(Saved dataset items)
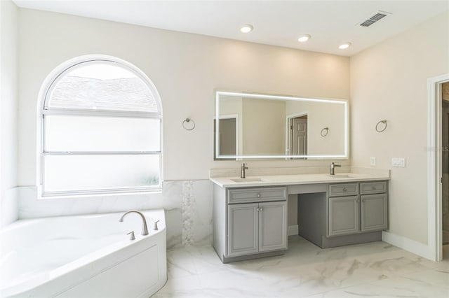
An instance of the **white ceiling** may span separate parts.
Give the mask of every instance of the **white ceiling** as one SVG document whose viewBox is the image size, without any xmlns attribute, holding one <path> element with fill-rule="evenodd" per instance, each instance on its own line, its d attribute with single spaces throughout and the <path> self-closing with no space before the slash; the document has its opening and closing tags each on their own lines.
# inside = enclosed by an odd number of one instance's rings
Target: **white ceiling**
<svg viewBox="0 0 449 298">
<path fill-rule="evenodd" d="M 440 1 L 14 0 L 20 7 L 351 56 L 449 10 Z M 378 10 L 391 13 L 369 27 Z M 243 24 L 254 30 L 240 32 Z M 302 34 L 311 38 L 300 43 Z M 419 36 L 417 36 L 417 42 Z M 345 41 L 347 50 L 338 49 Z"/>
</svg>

▸ **Goal**:
Can you retype every line of the listing above word for word, leaving out the pictures?

▸ **Exercise result**:
An instance of the **white ceiling** may span separate parts.
Give the mask of every instance of the **white ceiling** as one SVG document whose viewBox is the image size, without any xmlns attribute, holding one <path> element with fill-rule="evenodd" per instance, each instance on its own line, its d attribute with single spaces throughout and the <path> self-closing with no space before the slash; the document has its opening and closing tags each on their own lines.
# inside = enclosed by an odd number of one instance's rings
Target: **white ceiling**
<svg viewBox="0 0 449 298">
<path fill-rule="evenodd" d="M 440 1 L 14 0 L 20 7 L 351 56 L 449 10 Z M 378 10 L 391 13 L 369 27 Z M 243 24 L 254 30 L 240 32 Z M 302 34 L 311 38 L 300 43 Z M 419 36 L 417 36 L 417 42 Z M 345 41 L 347 50 L 338 49 Z"/>
</svg>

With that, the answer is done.